▼

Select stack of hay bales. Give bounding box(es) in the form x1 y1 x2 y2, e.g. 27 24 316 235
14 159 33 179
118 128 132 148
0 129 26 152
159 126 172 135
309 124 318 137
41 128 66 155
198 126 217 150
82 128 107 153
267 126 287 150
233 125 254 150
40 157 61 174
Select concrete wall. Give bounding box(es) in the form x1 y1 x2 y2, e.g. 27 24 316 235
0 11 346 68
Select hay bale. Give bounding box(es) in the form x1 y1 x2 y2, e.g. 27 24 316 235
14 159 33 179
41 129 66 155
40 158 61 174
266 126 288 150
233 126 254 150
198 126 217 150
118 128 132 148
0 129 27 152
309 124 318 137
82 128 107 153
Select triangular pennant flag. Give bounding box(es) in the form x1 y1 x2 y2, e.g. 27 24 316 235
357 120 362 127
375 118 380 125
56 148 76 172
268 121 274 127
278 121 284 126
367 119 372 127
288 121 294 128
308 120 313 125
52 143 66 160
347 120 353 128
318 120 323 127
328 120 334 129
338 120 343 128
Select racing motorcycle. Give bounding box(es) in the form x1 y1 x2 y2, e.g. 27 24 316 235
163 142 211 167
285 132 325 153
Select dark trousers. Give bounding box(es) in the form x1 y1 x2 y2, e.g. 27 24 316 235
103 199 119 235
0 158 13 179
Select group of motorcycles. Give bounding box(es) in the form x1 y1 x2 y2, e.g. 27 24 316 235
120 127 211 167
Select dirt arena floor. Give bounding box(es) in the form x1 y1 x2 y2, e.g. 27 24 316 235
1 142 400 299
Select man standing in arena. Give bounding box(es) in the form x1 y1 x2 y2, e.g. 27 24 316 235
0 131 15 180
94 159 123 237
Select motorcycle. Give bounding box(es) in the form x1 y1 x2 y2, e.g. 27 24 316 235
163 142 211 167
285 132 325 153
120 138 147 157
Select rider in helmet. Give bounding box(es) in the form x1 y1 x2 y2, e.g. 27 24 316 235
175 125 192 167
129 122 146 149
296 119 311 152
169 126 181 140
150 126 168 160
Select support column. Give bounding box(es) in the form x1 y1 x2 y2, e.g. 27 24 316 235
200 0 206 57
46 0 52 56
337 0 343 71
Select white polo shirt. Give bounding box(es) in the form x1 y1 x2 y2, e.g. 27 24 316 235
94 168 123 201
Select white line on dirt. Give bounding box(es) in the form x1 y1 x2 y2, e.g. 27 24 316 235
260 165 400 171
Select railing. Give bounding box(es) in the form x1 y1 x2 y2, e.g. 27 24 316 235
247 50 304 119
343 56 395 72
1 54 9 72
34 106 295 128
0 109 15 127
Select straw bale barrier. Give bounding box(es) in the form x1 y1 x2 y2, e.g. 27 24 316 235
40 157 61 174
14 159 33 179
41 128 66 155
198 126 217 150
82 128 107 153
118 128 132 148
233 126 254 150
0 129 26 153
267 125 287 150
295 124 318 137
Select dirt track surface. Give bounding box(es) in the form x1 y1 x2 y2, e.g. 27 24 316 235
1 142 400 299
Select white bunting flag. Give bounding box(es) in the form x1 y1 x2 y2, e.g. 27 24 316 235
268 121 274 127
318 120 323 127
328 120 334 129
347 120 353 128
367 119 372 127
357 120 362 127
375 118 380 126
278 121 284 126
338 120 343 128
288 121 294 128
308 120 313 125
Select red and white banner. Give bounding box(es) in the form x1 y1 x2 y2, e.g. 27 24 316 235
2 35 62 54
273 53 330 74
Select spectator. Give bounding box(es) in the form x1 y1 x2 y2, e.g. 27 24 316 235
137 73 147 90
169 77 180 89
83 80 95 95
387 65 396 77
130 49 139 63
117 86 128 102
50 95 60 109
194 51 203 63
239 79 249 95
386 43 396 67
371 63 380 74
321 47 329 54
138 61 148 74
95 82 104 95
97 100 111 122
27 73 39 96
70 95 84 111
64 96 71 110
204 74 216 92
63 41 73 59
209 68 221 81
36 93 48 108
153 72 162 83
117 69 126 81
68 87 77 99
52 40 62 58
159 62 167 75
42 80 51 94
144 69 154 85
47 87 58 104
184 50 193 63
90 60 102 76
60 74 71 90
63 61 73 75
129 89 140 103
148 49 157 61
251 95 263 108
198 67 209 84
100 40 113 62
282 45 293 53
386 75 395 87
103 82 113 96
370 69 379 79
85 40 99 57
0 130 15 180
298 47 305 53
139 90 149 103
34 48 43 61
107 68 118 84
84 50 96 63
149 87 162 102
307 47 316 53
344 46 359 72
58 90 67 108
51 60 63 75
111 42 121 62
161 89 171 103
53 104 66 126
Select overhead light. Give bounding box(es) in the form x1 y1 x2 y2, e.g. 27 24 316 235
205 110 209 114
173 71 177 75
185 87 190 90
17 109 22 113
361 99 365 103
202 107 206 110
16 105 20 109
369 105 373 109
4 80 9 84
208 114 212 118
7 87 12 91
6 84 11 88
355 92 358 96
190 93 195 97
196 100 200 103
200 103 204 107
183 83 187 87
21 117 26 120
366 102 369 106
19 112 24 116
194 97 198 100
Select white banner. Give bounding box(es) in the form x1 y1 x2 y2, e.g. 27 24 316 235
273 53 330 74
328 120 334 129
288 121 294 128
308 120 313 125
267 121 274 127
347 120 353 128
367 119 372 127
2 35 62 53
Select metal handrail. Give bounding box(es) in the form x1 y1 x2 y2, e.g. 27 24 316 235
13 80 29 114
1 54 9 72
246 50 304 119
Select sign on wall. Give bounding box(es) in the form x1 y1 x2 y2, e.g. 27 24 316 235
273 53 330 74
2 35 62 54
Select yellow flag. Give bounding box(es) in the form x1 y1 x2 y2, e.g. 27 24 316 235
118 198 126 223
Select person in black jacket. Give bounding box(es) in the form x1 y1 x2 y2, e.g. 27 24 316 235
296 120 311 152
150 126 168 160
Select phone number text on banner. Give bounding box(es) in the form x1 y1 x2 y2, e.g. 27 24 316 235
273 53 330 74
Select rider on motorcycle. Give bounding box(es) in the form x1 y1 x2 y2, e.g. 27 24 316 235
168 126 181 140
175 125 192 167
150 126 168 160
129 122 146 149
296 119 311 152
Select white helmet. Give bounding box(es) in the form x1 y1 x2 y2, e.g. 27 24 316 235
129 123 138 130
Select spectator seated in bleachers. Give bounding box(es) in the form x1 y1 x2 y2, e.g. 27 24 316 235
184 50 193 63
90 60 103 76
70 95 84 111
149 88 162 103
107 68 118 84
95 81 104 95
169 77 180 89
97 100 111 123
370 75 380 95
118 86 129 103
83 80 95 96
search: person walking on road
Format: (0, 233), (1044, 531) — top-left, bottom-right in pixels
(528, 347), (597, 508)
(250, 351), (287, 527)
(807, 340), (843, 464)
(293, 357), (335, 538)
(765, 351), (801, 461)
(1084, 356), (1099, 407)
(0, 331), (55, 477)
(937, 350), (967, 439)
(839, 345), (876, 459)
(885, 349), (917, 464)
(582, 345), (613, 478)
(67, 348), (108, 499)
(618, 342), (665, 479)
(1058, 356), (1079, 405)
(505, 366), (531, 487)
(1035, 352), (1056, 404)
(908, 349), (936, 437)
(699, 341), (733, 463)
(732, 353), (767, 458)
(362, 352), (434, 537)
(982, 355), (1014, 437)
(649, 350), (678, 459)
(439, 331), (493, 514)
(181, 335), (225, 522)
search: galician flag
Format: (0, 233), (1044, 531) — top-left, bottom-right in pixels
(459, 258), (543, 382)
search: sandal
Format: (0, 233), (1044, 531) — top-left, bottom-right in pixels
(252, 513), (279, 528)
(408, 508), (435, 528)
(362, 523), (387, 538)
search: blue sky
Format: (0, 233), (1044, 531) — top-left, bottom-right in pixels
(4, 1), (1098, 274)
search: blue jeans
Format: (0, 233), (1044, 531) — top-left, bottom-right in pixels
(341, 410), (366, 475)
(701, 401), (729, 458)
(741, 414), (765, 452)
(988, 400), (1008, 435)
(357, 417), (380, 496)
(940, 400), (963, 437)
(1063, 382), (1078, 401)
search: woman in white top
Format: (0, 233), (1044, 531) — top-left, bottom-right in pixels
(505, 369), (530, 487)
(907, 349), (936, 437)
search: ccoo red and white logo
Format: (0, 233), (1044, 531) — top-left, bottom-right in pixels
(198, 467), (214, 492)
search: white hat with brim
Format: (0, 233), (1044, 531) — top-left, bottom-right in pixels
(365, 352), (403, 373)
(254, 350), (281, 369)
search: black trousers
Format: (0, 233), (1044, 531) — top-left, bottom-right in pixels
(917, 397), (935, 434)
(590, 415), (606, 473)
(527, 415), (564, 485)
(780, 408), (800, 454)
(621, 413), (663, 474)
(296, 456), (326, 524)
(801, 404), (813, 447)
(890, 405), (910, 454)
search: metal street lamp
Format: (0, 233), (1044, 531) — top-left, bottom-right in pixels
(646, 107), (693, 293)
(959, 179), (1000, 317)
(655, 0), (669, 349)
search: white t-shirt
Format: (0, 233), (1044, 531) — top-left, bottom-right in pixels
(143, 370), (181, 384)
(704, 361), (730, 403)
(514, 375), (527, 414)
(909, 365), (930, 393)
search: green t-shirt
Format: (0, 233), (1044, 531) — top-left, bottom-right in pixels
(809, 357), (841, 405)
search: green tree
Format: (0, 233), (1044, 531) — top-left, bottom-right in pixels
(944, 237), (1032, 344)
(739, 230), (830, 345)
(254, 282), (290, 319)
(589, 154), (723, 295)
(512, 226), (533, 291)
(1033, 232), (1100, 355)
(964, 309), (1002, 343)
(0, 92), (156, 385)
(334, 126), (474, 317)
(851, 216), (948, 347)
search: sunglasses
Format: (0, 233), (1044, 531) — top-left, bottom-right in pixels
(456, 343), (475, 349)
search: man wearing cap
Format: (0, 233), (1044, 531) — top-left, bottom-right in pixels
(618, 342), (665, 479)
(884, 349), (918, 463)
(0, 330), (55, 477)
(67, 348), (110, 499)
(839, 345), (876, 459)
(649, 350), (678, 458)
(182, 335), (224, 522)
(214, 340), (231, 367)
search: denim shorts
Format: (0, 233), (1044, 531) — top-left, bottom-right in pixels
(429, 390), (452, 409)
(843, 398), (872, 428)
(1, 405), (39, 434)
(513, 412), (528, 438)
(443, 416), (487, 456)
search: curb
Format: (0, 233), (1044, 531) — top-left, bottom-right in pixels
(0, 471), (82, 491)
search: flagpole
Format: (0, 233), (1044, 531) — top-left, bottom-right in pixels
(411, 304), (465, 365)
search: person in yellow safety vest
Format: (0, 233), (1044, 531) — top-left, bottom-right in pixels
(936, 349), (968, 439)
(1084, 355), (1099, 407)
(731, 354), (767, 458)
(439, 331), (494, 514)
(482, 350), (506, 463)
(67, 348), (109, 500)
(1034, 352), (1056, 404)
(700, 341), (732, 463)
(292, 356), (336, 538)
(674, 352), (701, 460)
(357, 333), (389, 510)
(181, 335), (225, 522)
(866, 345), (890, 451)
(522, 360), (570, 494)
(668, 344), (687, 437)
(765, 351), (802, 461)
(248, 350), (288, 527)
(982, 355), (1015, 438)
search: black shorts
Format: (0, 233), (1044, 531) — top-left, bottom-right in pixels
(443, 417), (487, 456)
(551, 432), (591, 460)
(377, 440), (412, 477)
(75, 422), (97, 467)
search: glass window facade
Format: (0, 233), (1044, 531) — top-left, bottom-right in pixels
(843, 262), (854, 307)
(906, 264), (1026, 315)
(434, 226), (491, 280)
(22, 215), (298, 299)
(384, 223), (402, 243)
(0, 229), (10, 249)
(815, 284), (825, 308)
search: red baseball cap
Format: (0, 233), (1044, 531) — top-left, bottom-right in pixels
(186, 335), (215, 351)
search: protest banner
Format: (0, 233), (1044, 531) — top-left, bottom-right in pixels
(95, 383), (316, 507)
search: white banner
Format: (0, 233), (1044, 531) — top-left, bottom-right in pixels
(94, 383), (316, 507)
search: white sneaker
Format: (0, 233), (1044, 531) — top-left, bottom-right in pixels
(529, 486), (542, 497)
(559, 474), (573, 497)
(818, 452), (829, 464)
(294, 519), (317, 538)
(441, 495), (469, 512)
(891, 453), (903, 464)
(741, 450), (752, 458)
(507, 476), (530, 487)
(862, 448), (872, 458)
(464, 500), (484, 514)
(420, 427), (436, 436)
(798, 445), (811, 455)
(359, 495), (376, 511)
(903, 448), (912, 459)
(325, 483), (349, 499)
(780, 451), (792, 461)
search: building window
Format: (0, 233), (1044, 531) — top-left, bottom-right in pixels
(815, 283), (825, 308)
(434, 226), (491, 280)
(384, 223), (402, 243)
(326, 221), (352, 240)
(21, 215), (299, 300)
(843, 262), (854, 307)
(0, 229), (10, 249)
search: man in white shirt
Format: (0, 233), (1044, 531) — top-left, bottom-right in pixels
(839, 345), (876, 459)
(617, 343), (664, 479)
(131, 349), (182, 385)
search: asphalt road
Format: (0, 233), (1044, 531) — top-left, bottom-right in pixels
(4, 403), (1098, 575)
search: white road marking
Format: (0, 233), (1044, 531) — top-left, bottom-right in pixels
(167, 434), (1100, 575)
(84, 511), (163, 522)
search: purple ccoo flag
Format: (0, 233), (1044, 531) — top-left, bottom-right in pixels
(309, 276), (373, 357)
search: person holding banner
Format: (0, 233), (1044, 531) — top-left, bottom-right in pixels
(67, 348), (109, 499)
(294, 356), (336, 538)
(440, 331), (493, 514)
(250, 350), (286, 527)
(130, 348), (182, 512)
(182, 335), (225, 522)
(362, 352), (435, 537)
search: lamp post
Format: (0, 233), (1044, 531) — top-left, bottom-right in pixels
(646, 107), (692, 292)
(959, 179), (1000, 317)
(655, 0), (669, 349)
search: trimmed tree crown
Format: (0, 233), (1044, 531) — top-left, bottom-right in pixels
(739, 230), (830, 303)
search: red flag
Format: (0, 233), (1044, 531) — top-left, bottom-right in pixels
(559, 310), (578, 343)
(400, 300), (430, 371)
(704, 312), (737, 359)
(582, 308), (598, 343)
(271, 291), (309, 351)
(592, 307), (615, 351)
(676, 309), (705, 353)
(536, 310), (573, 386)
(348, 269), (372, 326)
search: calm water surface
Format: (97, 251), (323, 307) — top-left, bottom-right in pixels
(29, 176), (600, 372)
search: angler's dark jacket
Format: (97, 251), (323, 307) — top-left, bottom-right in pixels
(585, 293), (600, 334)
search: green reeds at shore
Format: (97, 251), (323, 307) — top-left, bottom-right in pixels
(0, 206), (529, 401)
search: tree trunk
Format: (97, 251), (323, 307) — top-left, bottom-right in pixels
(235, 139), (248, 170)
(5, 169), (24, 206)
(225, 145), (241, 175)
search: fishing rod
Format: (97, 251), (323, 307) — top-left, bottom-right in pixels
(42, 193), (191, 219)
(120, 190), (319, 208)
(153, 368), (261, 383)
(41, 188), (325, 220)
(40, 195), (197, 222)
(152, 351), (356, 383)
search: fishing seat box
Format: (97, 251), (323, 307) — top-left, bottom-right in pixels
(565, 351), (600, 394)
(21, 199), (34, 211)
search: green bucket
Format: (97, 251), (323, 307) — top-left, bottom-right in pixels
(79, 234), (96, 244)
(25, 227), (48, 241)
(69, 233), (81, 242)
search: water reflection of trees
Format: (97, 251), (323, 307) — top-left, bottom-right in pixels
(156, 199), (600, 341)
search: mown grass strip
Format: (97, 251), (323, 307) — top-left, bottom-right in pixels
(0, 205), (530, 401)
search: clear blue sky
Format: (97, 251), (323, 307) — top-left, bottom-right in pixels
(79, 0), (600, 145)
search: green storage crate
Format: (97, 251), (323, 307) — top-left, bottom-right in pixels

▲

Problem requirements:
From the line containing "search: man in white shirt" down to the line containing "search: calm water surface" in the material above, reproduce every line exactly, including the two end lines.

Answer section:
search: man in white shirt
Format: (0, 233), (1044, 531) — top-left, bottom-right in pixels
(839, 345), (876, 459)
(617, 343), (664, 479)
(131, 349), (182, 385)
search: asphalt road
Format: (0, 233), (1044, 531) — top-left, bottom-right in pixels
(4, 403), (1098, 575)
search: white road marking
Format: (0, 233), (1044, 531) — top-left, bottom-right in pixels
(167, 434), (1100, 575)
(84, 511), (163, 522)
search: purple ccoo flag
Format: (0, 233), (1044, 531) — top-left, bottom-right in pixels
(309, 276), (373, 357)
search: person holding banner
Format: (0, 233), (1044, 531) — top-left, bottom-right in pixels
(67, 348), (109, 499)
(294, 356), (336, 538)
(440, 331), (493, 514)
(250, 350), (286, 527)
(130, 348), (182, 512)
(182, 335), (225, 522)
(362, 352), (435, 537)
search: lamp post
Format: (0, 233), (1044, 531) — top-left, bottom-right in pixels
(646, 107), (692, 292)
(959, 179), (1000, 317)
(655, 0), (669, 349)
search: trimmed tree crown
Format: (0, 233), (1044, 531) — top-left, bottom-right in pixels
(739, 230), (830, 303)
search: red flag
Format: (0, 233), (1044, 531) — top-left, bottom-right in pixels
(559, 310), (578, 343)
(400, 300), (430, 371)
(704, 312), (737, 359)
(582, 308), (598, 343)
(271, 291), (309, 351)
(592, 307), (615, 351)
(676, 309), (705, 353)
(536, 310), (573, 386)
(348, 269), (372, 326)
search: calm water surface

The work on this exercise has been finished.